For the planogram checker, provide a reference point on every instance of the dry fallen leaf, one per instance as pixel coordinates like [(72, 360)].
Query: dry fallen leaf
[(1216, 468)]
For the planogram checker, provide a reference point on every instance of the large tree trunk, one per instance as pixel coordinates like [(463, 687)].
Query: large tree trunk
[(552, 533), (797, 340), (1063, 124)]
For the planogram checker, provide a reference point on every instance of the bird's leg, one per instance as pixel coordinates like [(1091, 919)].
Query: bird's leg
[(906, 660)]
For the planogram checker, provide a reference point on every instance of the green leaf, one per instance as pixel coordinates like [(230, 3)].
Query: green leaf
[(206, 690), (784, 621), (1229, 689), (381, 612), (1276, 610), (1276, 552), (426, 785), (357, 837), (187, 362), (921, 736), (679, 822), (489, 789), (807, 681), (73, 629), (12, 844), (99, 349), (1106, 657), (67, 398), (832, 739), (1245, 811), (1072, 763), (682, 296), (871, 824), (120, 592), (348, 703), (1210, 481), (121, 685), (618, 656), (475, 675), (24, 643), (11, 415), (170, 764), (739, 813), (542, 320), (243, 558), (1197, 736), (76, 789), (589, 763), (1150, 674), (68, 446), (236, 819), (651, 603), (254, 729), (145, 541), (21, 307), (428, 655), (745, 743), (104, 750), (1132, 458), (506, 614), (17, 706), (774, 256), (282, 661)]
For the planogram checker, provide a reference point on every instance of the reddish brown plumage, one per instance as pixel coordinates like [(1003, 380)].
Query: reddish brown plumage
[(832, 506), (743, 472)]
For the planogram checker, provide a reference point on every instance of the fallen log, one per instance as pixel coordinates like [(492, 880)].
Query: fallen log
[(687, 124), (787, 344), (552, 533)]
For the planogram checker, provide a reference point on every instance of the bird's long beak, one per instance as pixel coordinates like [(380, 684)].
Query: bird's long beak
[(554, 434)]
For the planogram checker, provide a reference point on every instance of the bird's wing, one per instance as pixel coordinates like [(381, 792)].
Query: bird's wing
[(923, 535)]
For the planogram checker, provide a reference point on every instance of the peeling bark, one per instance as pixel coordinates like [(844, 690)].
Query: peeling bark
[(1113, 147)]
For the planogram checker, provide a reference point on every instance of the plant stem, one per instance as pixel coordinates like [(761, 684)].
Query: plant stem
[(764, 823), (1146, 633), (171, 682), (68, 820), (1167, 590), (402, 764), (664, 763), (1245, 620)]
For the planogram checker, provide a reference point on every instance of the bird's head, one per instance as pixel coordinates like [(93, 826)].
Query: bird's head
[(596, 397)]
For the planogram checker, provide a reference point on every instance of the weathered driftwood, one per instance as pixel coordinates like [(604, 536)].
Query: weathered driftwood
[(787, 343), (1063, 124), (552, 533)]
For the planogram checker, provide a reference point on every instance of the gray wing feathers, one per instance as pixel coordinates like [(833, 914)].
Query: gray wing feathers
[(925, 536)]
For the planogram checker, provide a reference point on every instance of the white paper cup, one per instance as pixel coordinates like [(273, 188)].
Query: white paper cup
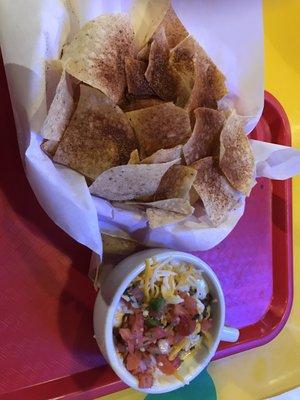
+++
Instructions to follow: Render the data from its first line through the line containing "[(1216, 468)]" as a Markdown table with the columns Row and Content, giving each line a numbered row and leaving out blank lines.

Solution to the problem:
| Row | Content |
|---|---|
| 1 | For the planogram checker, provide a reference point on every instance of the dry fallen leaf, one per instance as pixel coordinates like [(72, 360)]. |
| 2 | Query: dry fallen leaf |
| 3 | [(1216, 468)] |